#### Consigne 1
Restituez à l'identique, dans le texte sur Hokousaï, tout ce qui va de « Tous les arts » jusqu'à « charpentes sont agencées. » inclus.

#### Extrait du texte
Tous les arts descendant du dessin, Hokousaï veut que son imagination aille à ces arts, que son pinceau y touche, que sa main en donne des modèles. C’est ainsi qu’en 1836, le vieux peintre qui signe : le vieillard fou de dessin, publie le Shin-Hinagata, Nouveaux Modèles de dessins d’architecture, et écrit en tête, cette préface :

Depuis l’antiquité, l’homme a copié la forme des choses : ainsi dans le ciel il a pris le soleil, la lune et les étoiles, et sur la terre les montagnes, les arbres, les poissons, et puis les maisons, les champs ; et ces images simplifiées, modifiées, dénaturées, sont devenues les caractères de l’écriture. Mais celui qui se fait appeler un dessinateur doit respecter la forme originale des choses, et ce dessinateur quand il dessine les maisons, les palais, les temples, il est de toute nécessité qu’il sache comment les charpentes sont agencées.

Il existait un ouvrage fait par un architecte, sous ce titre : les Modèles de l’architecture, mon éditeur m’a demandé de dessiner le second volume. Le premier a été fait par un homme du métier, avec des données techniques. Moi, ce que j’ai fait dans ce volume, est plutôt du domaine de l’art ; toutefois si, grâce à mon enseignement, les jeunes dessinateurs arrivent à ne pas faire un chat à la place d’un tigre, un tombi à la place d’un faucon, quoique mon travail ne soit qu’un caillou à côté d’une montagne, je serai glorieux de ce résultat devant la postérité.

Et à l’appui de la préface, après la représentation du fil à plomb : ce sont des modèles de constructions en bois, à la légère et élégante menuiserie ; ce sont des terrasses, aux balcons complètement ajourés, aux escaliers aériens ; ce sont des toits, aux souplesses courbes d’une toile de tente, avec de jolis auvents de bambous ; ce sont des modèles de cloches pour bonzeries, au bronze sillonné de dragons fantastiques de la mer ; ce sont de riches frontons, formés de deux énormes taï accolés et affrontés ; ce sont des ponts de cordage, passant au-dessus des arbres ; ce sont des lanternes de jardin, faites de la pyramide de trois enfants japonais, montés l’un sur l’autre ; ce sont les développements d’un temple bouddhique dans toute sa hauteur : — dessins précédés de la figuration, en son riche et nobiliaire costume, de l’architecte officiel du palais impérial, et des charpentiers travaillant sous ses ordres. Le volume gravé par Yégawa, l’habile graveur des Cent Vues du Fouzi-yama, eut une seconde édition, faite postérieurement et teintée de rose. À la fin de l’édition en noir, l’éditeur annonçait la publication de trois volumes qui devaient suivre, et qui n’ont pas paru.

Détail curieux, le professeur d’architecture d’Hokousaï, fut un des élèves de son atelier, nommé Hokou-oun, qui s’assimila tellement la manière de son maître, qu’il publia une Mangwa, où des pages de croquis seraient données par les plus fins connaisseurs à Hokousaï.

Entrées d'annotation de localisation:
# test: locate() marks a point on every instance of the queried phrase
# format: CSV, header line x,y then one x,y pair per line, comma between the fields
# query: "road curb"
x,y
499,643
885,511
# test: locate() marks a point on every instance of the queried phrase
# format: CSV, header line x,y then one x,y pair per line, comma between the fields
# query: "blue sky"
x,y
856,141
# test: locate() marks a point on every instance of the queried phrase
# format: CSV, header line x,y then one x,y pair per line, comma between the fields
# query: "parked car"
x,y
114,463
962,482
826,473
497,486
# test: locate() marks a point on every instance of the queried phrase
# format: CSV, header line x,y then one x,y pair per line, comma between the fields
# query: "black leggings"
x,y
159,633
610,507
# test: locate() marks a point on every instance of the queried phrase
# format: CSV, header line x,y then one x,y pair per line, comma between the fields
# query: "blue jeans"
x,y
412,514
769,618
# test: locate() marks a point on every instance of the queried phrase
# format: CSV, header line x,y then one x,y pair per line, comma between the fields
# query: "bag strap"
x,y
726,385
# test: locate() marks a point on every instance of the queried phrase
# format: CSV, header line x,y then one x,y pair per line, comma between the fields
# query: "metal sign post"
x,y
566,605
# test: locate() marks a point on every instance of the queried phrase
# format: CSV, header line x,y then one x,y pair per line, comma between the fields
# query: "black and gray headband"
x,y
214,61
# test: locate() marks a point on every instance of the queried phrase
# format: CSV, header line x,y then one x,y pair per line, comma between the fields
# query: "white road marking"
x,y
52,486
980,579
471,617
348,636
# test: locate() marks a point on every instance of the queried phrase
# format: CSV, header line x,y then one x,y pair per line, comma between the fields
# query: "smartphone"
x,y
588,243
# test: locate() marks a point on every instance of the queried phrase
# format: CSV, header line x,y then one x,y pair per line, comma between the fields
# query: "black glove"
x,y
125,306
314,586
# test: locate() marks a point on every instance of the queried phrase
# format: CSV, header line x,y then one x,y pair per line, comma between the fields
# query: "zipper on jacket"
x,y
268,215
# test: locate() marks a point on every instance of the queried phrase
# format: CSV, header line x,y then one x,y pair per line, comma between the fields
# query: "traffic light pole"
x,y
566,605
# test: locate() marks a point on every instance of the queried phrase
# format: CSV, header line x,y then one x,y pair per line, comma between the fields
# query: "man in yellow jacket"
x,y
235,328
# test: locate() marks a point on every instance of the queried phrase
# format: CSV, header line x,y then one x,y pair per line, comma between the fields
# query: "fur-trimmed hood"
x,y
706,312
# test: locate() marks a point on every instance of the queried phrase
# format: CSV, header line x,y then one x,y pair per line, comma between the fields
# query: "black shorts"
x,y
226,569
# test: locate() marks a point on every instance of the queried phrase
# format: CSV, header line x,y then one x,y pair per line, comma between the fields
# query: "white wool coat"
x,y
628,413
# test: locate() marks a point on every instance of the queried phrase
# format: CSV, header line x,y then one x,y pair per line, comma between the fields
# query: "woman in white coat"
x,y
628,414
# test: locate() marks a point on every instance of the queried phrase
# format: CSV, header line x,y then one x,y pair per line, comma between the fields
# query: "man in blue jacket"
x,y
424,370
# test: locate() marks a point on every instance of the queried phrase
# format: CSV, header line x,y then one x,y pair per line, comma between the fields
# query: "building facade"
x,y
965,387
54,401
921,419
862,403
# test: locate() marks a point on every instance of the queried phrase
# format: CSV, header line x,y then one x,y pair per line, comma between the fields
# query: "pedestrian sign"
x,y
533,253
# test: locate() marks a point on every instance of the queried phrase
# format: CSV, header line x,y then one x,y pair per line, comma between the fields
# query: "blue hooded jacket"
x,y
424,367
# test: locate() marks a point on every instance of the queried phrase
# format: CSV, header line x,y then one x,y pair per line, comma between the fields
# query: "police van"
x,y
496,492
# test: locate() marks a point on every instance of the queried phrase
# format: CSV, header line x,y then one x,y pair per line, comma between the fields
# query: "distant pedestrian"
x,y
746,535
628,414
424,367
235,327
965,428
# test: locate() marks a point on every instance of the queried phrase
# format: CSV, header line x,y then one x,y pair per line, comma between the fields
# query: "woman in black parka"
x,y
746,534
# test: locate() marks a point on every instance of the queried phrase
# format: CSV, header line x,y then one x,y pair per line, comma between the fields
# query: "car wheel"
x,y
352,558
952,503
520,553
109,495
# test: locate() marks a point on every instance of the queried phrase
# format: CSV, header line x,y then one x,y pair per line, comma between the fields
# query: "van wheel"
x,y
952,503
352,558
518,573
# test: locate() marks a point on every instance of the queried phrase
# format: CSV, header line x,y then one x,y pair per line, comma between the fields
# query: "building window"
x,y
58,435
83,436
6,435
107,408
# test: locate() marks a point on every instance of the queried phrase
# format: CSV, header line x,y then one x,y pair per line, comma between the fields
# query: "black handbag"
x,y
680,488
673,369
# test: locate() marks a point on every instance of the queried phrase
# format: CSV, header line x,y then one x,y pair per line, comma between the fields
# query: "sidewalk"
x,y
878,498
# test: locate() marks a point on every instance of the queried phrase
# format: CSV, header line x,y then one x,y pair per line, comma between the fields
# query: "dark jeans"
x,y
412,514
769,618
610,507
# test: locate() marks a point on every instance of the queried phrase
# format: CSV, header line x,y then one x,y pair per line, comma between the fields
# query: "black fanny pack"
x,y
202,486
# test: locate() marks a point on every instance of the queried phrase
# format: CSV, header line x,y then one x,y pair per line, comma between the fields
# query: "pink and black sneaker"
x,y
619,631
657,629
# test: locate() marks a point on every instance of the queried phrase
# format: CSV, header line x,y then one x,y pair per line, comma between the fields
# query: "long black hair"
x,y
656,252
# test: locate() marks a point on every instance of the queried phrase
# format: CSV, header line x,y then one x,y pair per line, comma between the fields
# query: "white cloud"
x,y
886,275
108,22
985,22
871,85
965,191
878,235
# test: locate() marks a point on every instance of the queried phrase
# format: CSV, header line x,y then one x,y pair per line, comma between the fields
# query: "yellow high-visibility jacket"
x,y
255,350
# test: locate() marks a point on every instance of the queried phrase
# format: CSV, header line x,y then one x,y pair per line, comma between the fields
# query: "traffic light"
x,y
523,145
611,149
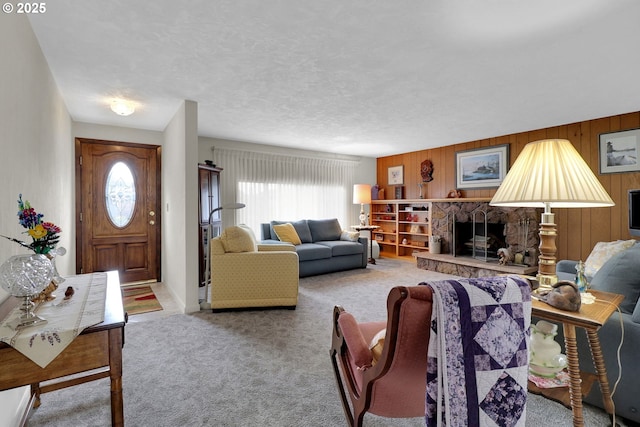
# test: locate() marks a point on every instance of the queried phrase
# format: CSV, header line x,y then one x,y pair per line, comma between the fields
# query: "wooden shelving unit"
x,y
405,226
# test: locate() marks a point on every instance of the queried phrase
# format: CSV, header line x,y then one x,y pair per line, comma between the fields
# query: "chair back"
x,y
398,391
395,386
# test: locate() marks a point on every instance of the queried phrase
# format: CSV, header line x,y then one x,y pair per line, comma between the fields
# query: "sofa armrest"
x,y
274,247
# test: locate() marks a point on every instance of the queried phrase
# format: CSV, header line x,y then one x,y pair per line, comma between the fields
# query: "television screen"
x,y
634,212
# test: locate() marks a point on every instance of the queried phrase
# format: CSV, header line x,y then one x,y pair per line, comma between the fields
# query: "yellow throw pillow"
x,y
237,239
287,233
376,345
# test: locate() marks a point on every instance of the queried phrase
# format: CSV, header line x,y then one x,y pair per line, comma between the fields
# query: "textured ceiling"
x,y
361,77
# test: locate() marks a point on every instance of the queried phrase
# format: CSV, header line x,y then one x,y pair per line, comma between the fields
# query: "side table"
x,y
369,228
590,317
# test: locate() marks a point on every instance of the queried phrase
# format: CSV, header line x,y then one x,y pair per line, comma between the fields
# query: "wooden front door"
x,y
117,199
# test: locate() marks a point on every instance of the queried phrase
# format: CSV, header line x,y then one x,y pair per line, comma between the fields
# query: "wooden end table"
x,y
369,228
95,353
590,317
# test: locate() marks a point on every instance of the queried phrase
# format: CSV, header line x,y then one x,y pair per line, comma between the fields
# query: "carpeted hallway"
x,y
252,368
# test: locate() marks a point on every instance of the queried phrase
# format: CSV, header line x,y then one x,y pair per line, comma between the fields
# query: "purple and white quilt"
x,y
478,352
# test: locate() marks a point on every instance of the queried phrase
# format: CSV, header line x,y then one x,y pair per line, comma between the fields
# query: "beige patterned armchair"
x,y
246,275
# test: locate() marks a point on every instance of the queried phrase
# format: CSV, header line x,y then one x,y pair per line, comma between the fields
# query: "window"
x,y
120,194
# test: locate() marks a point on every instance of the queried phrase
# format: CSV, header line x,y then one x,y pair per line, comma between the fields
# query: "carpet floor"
x,y
253,368
139,299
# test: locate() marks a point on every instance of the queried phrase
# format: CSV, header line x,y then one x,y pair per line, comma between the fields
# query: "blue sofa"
x,y
621,275
325,248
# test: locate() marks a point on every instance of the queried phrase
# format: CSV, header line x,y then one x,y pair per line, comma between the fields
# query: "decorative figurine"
x,y
426,171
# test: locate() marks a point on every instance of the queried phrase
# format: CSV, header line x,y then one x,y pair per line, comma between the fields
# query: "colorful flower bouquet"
x,y
45,235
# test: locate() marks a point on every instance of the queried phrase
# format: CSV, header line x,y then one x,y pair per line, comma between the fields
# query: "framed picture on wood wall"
x,y
396,175
482,167
619,151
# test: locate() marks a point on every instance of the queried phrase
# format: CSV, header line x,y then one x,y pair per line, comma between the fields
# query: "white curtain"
x,y
284,188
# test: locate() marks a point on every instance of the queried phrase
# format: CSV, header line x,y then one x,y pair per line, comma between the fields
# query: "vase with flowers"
x,y
45,236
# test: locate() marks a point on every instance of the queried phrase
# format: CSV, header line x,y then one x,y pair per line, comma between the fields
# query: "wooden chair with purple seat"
x,y
395,385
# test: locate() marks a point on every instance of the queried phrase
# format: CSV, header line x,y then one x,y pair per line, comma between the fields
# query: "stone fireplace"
x,y
513,228
471,232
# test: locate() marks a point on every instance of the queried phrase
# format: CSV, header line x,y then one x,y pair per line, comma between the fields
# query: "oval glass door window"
x,y
120,194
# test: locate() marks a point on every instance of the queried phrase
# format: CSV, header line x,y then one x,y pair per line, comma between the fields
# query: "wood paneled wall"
x,y
578,229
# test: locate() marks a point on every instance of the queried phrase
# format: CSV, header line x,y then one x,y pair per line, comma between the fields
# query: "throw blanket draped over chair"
x,y
478,352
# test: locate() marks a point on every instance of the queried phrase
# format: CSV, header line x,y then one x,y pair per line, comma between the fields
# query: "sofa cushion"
x,y
621,275
324,229
312,251
340,247
237,239
287,233
302,229
601,253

#### Consigne 2
Relevez et recopiez chaque ligne des entrées qui contient la chaîne « wall », en tenant compte de la casse.

#### Résultat 1
Tous les arts descendant du dessin, Hokousaï veut que son imagination aille à ces arts, que son pinceau y touche, que sa main en donne des modèles. C’est ainsi qu’en 1836, le vieux peintre qui signe : le vieillard fou de dessin, publie le Shin-Hinagata, Nouveaux Modèles de dessins d’architecture, et écrit en tête, cette préface :

Depuis l’antiquité, l’homme a copié la forme des choses : ainsi dans le ciel il a pris le soleil, la lune et les étoiles, et sur la terre les montagnes, les arbres, les poissons, et puis les maisons, les champs ; et ces images simplifiées, modifiées, dénaturées, sont devenues les caractères de l’écriture. Mais celui qui se fait appeler un dessinateur doit respecter la forme originale des choses, et ce dessinateur quand il dessine les maisons, les palais, les temples, il est de toute nécessité qu’il sache comment les charpentes sont agencées.

#### Résultat 2
# query: "framed picture on wood wall"
# query: "wood paneled wall"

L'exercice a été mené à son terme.